Look at the entries below and reproduce them exactly.

- Extracted entries:

****

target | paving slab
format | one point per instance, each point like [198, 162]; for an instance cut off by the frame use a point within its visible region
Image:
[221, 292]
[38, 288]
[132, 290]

****

- Finished exercise:
target | paving slab
format | one point per instance, each point like [198, 162]; for an instance cut off by the frame use a point within its visible region
Image:
[221, 292]
[38, 288]
[132, 290]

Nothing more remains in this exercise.